◆ DOCUMENT EXTRACT:
------------------------------------------------

Hello all,
I am wondering if I have just found a bug in (s)printf…
According to the PickAxe, table “sprintf flag characters”:
================= snip ==================================
0 (zero) all Pad with zeros, not spaces.
================= snip ==================================
so I think this call
irb(main):053:0> sprintf(“%05s”, 123)
=> " 123"
should correctly result in
“00123”
or I am getting something wrong?
thanks,
Peter
__
http://www.rubyrailways.com
----- Original Message -----
From: “Peter S.” [email protected]
To: “ruby-talk ML” [email protected]
Sent: Saturday, November 11, 2006 1:28 PM
Subject: sprintf bug (?)
================= snip ==================================
so I think this call
irb(main):053:0> sprintf(“%05s”, 123)

------------------------------------------------

◆ TASK INSTRUCTIONS:
[1] Reproduce the stretch of the sprintf message from "should correctly result" through "sprintf bug (?)".
[2] Return every line of the records that contains the string "window", matching case exactly.
The message and the records have no connection to each other.

◆ Data listing:

------------------------------------------------

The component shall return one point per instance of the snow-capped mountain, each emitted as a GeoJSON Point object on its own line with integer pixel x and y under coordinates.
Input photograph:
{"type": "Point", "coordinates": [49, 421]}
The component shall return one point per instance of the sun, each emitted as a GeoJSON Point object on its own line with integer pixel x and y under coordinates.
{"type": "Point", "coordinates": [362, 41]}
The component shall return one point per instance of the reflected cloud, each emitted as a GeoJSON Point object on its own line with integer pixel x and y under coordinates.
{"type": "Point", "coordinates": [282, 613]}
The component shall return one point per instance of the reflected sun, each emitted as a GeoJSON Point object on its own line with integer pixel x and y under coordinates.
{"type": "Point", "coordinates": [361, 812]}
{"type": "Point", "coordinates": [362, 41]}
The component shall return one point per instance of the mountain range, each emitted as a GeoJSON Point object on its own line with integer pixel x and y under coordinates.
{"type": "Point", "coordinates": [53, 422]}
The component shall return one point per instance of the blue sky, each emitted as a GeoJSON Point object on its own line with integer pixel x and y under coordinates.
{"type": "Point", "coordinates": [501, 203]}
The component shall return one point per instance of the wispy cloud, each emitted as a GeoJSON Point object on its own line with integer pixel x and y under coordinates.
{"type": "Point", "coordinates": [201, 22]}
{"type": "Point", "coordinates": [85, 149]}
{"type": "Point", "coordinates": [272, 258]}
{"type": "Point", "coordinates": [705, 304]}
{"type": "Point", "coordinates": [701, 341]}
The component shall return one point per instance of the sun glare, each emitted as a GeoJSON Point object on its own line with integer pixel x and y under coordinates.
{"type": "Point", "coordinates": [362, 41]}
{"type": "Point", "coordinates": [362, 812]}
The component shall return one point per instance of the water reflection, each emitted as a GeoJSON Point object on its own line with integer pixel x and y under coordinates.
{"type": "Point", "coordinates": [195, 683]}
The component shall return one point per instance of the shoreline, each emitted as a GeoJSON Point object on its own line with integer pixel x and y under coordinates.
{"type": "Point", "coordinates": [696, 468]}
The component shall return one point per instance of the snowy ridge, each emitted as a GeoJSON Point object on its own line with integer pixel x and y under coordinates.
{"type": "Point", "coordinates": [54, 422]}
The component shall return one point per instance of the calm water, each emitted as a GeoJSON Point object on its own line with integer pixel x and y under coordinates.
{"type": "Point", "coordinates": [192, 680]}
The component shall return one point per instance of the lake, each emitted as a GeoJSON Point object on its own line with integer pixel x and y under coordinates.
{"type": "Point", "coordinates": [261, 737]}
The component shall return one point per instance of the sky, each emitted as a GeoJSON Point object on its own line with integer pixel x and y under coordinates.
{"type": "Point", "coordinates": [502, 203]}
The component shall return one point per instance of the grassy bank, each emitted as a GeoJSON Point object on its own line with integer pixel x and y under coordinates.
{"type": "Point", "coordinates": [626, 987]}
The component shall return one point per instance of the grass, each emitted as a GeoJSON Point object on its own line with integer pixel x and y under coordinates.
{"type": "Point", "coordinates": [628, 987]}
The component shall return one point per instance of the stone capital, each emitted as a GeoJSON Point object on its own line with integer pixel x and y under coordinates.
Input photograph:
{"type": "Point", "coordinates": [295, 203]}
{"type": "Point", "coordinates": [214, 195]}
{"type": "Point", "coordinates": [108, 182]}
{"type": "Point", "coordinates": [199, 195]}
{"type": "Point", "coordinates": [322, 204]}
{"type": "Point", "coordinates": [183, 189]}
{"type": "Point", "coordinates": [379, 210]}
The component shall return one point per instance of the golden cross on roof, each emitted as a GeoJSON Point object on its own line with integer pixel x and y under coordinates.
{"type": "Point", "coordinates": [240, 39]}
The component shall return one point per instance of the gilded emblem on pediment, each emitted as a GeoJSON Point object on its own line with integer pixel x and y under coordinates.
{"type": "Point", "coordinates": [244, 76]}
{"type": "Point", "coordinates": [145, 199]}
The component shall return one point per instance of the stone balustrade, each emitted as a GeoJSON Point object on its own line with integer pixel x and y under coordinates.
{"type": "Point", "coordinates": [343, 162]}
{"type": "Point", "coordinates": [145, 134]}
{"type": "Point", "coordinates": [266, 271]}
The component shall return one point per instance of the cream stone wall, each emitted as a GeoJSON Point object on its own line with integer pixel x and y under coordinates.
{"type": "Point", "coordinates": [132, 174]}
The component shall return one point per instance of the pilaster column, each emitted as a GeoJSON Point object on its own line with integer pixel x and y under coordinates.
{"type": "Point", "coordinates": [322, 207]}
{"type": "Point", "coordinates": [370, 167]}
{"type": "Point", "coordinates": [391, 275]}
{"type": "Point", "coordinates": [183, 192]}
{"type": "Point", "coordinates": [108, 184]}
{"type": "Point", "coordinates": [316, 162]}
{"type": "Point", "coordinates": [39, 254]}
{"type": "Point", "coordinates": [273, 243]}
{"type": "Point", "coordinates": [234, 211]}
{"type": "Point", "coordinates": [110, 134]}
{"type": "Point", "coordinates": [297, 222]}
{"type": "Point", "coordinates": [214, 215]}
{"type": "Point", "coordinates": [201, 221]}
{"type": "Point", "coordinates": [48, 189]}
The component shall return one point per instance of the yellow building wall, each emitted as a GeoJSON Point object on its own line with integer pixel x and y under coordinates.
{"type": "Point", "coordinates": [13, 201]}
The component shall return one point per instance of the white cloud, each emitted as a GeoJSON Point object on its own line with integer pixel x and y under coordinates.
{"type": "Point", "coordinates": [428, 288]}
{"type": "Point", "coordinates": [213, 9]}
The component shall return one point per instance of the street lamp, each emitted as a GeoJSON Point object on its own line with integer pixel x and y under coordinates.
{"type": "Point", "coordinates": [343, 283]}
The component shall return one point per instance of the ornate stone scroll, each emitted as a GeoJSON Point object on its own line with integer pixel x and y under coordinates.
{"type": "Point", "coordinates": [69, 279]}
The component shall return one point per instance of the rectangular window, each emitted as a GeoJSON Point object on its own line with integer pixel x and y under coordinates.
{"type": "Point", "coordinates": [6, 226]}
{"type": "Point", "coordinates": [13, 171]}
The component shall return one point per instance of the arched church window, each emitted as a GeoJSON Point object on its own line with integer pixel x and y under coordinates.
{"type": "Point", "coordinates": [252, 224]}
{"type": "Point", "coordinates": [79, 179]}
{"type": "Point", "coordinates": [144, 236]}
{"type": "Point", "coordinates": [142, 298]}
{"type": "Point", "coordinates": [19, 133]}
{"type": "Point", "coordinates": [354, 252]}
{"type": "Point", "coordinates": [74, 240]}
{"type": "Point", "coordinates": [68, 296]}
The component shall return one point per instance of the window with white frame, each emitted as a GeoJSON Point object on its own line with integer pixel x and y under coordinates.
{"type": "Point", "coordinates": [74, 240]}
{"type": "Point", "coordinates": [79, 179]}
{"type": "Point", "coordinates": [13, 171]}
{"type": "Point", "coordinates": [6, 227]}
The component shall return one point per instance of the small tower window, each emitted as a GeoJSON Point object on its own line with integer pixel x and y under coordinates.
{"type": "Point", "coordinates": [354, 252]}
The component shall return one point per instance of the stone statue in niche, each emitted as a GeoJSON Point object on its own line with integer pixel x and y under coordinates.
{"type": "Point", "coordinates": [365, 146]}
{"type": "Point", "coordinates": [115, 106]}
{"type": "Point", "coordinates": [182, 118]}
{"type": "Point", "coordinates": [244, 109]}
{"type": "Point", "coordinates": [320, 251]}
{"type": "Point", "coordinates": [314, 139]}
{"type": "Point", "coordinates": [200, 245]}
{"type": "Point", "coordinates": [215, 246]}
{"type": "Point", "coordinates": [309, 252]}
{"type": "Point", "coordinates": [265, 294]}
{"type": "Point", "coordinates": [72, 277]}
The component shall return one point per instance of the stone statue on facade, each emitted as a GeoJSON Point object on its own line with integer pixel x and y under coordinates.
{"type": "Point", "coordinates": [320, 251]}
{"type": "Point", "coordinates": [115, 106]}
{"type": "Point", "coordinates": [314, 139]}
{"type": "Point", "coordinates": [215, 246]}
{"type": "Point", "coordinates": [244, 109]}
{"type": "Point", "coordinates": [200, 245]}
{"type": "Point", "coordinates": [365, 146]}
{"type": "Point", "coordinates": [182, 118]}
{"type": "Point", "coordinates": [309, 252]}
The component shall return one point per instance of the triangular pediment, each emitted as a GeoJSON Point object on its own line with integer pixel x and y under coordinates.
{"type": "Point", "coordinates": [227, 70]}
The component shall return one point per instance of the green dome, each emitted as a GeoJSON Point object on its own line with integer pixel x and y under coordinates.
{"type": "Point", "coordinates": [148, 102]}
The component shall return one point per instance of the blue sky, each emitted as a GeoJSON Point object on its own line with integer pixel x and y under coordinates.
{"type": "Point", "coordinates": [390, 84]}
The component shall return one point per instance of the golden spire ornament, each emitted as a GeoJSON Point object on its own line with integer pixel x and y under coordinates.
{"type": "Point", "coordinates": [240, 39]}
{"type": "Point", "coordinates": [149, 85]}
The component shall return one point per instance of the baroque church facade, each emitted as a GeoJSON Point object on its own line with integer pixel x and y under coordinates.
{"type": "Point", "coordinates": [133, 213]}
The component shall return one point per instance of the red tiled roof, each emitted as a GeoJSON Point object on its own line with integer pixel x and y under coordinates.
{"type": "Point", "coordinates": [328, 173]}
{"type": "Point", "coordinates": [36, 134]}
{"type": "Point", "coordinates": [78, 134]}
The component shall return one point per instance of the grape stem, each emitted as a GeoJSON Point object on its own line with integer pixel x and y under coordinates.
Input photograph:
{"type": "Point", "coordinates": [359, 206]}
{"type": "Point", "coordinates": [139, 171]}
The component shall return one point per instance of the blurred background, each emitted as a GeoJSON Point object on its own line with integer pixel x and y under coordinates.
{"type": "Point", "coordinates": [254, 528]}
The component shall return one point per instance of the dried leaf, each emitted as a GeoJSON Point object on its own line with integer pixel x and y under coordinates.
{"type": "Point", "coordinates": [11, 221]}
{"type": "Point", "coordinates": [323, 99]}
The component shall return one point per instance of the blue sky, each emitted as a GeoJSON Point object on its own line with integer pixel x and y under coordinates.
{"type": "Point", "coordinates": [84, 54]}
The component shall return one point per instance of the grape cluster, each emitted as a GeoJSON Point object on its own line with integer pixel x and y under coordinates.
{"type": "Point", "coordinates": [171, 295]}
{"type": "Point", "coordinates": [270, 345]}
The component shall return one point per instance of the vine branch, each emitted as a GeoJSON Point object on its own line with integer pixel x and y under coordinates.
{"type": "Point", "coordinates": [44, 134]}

------------------------------------------------

◆ ANSWERS TO EACH TASK:
[1]
should correctly result in
“00123”
or I am getting something wrong?
thanks,
Peter
__
http://www.rubyrailways.com
----- Original Message -----
From: “Peter S.” [email protected]
To: “ruby-talk ML” [email protected]
Sent: Saturday, November 11, 2006 1:28 PM
Subject: sprintf bug (?)

[2]
The component shall return one point per instance of the rectangular window, each emitted as a GeoJSON Point object on its own line with integer pixel x and y under coordinates.
The component shall return one point per instance of the arched church window, each emitted as a GeoJSON Point object on its own line with integer pixel x and y under coordinates.
The component shall return one point per instance of the window with white frame, each emitted as a GeoJSON Point object on its own line with integer pixel x and y under coordinates.
The component shall return one point per instance of the small tower window, each emitted as a GeoJSON Point object on its own line with integer pixel x and y under coordinates.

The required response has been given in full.